> [Directions for this task] Return the lines below that contain the word "written".

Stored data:
####################

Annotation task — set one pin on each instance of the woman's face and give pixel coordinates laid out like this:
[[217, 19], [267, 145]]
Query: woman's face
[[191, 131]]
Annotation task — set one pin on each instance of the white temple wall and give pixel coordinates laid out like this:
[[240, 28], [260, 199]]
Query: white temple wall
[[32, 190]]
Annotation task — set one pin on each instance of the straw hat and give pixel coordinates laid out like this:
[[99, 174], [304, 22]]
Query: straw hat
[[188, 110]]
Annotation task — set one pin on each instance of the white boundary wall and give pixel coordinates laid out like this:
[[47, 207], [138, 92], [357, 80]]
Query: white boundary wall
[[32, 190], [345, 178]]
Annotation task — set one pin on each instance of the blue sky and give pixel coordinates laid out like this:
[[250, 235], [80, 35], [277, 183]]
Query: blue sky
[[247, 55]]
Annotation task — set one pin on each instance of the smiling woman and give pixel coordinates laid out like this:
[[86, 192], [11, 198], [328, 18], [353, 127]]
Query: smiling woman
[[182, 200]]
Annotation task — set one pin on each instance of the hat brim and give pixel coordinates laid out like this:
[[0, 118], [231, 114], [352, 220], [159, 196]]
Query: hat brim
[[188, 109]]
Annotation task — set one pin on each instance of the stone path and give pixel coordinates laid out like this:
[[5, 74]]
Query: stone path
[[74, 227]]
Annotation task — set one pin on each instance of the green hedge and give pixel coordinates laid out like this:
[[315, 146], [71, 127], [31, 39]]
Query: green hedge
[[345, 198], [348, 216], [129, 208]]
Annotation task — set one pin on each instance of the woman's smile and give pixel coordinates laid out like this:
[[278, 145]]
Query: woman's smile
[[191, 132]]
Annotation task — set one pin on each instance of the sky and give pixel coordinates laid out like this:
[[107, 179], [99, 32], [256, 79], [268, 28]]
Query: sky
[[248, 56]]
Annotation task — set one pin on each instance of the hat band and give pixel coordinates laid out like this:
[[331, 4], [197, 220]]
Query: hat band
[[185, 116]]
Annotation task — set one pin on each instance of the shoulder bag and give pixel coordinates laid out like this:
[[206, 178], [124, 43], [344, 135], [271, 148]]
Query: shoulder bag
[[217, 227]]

####################

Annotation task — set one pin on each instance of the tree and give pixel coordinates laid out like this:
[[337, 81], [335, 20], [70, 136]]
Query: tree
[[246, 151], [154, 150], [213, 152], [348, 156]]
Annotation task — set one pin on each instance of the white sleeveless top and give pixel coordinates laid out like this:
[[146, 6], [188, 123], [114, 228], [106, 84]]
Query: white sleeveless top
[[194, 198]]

####################

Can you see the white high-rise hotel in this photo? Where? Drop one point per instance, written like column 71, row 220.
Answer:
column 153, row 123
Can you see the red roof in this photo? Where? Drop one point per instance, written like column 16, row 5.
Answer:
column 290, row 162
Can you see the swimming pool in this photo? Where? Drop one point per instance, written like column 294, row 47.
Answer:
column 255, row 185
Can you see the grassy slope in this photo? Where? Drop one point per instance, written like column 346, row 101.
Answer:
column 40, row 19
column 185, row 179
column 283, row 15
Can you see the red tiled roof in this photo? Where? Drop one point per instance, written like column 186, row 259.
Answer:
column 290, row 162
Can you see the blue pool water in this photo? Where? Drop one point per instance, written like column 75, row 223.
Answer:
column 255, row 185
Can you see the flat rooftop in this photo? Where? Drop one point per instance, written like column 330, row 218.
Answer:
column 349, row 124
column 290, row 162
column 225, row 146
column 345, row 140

####################

> [Exercise result]
Can you see the white high-rise hotel in this photo? Where? Drop one point per instance, written like column 71, row 220.
Can you see the red roof in this photo? Where? Drop one point per instance, written like column 16, row 5.
Can you see the swimming pool in this photo? Where? Drop one point per instance, written like column 294, row 47.
Can you see the grassy slope in this photo? Where? Drop one point per instance, written like column 346, row 101.
Can you see the red tiled roof in this photo? Where? Drop one point per instance, written like column 186, row 259.
Can you see the blue pool water in this photo? Where? Drop one point per instance, written like column 75, row 223.
Can you see the flat rooftop in this photo? Where? Drop one point per instance, written like column 330, row 218.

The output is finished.